→ TEXTO:
== == ==
Cómo obtener respuestas a nuestras Oraciones

Capítulo 3

 Algunas sugerencias acerca
de la práctica de la oración


Siempre que hayamos preparado nuestro corazón y nues­tra mente para orar, el Señor nos escuchará y nos bendecirá. La disposición de nuestro corazón es de mayor importancia que la manera en que encaremos la oración.

Aún así, nuestras bendiciones aumentarán si oramos de la manera que el Señor ha prescrito. Permítame compartir con usted algunos elementos esenciales en la práctica de la oración.

Dirigirse a Dios como nuestro Padre

En la oración que dio como ejemplo a Sus discípulos, Jesús dijo que debemos comenzar diciendo: “Padre nuestro que estás en los cielos” (Mateo 6:9).

En una reunión realizada en Kirtland (Ohio), Heber C. Kimball relató una experiencia que había tenido con su hija que le demostró el magnífico poder que proviene de diri­girnos con fe sincera a nuestro Padre:

“Cierto día, al prepararse para ir a visitar a alguien, mi esposa le dijo a mi hija Helen Mar que no tocara las vaji­llas, porque si rompía algo durante su ausencia le daría una paliza al regresar. Mientras mi esposa se hallaba ausente, mi hija dejó caer una tabla de extensión de la mesa y eso causó que se rompieran varios platos. Entonces salió de la casa, fue al pie de un manzano y se puso a orar suplicando que el corazón de su madre se enterneciera para que, al regresar, no la castigara. Mi esposa era muy estricta en cumplir las promesas que hacía a sus hijos y, cuando volvió a casa, se dispuso a lle­var a cabo, como su deber, su advertencia. Llevó a mi hija a su cuarto, pero se sintió incapaz de castigarla; el corazón se le había enternecido de tal manera que fue imposible para ella levantarle la mano a la niña. Poco después, Helen le contó a su madre que había orado al Señor pidiéndole que no la castigara”.
== == ==
Continúa el texto sobre la oración a partir del punto en que se interrumpe. Las filas no tienen ningún papel en esto.

Filas de una fuente de datos
== == ==
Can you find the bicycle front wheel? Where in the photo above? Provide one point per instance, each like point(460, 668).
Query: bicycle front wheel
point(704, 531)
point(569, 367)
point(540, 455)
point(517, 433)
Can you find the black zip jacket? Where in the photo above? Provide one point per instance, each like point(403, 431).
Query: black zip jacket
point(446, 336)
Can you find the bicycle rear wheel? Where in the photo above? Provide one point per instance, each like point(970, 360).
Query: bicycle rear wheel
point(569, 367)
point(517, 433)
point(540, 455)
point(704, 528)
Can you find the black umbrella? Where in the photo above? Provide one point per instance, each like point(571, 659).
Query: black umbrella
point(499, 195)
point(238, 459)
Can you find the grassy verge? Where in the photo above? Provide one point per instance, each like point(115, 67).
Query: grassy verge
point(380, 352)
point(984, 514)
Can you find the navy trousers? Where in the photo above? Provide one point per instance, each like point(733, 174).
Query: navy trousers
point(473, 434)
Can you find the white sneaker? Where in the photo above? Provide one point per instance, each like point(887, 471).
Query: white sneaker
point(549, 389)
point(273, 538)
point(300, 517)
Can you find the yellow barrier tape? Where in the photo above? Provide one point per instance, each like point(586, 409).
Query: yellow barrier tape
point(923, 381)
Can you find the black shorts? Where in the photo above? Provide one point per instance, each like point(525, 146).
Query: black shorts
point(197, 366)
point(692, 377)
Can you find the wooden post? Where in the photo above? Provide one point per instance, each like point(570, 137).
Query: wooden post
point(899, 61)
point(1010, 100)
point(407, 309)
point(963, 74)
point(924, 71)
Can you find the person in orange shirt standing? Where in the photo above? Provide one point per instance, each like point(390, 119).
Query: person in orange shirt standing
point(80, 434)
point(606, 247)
== == ==
→ RESPUESTA:
Heber interrumpió su sencilla narración. Los ojos de quienes le escuchaban parecían resplandecer con lágri­mas. El profeta José sollozaba como un niño y dijo a los hermanos que ésa era la clase de fe que necesitaban tener—la fe de un niño pequeño que acude con humildad a su Padre y le suplica el deseo de su corazón (Orson F. Whitney, The Life of Heber C. Kimball [Salt Lake City: Bookcraft, 1945], pág. 69).

En nuestra propia familia tuvimos una experiencia si­milar. Un día llegué de mi trabajo a casa y encontré que el menor de mis hijos se hallaba un tanto desconsolado. Con un semblante muy triste, me abrazó y entonces me pidió que fuera con él a su cuarto.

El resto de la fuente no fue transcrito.